• [WHAT TO PRODUCE]
Take the stretch of records from the line containing "white window frame -> box" through the line containing "0,2 -> 115,43", switch "terraced house" to "row house", and give those lines again with nothing else changed.
### DATA PROVIDED ###
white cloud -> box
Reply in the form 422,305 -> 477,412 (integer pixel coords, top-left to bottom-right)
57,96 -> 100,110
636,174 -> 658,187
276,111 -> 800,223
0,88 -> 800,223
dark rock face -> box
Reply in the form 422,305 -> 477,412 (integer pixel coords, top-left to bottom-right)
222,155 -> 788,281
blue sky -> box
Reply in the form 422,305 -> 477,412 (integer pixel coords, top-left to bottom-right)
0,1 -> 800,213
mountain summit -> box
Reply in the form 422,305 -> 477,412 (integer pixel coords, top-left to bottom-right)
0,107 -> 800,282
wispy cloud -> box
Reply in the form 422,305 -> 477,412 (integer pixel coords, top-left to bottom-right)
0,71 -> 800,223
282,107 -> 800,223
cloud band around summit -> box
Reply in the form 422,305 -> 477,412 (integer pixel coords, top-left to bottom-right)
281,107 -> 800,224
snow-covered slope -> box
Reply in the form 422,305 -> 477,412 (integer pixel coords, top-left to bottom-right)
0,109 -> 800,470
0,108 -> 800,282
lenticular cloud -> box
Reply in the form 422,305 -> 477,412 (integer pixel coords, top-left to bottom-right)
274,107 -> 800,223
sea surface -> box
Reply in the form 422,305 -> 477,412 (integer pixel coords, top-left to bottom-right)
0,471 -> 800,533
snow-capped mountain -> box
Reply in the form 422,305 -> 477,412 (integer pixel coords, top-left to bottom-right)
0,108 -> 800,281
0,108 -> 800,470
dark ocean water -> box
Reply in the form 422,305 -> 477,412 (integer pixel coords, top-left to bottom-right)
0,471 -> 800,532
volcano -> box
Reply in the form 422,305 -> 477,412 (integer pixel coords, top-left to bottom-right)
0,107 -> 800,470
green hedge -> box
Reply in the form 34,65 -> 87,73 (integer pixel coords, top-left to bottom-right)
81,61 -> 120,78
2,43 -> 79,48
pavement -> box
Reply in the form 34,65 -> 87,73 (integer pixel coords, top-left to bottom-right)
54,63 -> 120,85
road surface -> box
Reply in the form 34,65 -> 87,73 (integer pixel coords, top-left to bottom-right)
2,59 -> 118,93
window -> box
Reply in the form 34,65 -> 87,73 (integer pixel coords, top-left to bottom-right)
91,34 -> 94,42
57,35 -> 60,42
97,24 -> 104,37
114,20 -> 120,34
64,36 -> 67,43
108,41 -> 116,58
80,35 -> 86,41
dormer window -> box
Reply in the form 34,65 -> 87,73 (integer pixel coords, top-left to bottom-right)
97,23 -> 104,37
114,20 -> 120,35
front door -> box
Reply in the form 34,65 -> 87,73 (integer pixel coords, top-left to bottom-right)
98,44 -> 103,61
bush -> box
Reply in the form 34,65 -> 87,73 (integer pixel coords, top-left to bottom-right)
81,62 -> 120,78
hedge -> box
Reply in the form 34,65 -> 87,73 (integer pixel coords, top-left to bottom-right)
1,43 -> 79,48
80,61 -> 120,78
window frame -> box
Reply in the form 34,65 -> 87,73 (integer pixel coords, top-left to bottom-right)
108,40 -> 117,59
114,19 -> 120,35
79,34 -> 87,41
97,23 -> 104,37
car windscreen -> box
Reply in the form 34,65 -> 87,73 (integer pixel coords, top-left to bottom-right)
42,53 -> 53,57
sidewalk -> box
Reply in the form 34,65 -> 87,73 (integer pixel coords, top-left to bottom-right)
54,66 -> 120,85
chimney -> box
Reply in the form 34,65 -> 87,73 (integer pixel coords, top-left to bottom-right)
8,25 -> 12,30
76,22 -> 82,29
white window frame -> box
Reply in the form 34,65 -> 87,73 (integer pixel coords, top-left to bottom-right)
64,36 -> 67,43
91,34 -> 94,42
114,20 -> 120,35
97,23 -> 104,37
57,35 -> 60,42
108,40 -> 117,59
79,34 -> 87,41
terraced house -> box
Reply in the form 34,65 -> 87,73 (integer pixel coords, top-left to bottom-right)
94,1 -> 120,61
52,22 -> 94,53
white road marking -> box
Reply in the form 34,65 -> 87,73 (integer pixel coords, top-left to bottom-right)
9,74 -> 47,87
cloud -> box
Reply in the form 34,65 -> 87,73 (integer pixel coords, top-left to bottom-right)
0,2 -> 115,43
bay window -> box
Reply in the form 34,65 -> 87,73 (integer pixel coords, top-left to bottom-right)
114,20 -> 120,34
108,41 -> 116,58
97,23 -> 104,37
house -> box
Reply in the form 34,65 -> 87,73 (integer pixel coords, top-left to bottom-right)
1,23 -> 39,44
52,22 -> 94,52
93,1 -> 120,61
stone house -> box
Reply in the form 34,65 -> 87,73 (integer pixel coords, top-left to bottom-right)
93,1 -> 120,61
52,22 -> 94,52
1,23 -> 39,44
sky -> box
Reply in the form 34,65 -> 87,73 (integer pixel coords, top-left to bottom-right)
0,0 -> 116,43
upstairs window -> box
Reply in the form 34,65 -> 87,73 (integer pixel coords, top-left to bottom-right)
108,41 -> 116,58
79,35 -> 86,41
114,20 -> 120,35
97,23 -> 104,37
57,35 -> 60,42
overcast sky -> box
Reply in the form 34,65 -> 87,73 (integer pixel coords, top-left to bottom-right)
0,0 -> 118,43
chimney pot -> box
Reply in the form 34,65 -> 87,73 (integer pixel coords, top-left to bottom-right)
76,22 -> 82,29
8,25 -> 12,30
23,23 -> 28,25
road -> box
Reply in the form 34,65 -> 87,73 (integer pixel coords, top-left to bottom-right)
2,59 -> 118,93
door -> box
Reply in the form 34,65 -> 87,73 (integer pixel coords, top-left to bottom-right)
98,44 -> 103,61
###
• [ANSWER TO THE PROBLEM]
white window frame -> box
Reply in the form 34,65 -> 87,73 (integer pixel coords, top-left to bottom-right)
64,36 -> 67,43
91,34 -> 94,42
114,20 -> 120,35
97,23 -> 104,37
57,35 -> 60,42
108,40 -> 117,59
79,34 -> 87,41
row house -> box
Reply in the form 34,65 -> 87,73 (integer pixel coords, top-left to bottom-right)
94,1 -> 120,61
52,22 -> 94,53
white road marking -> box
Reply in the form 34,65 -> 87,73 (integer pixel coords, top-left to bottom-right)
9,74 -> 47,87
cloud -> box
Reply in the form 34,65 -> 87,73 (integer pixel coords, top-left to bottom-right)
0,2 -> 115,43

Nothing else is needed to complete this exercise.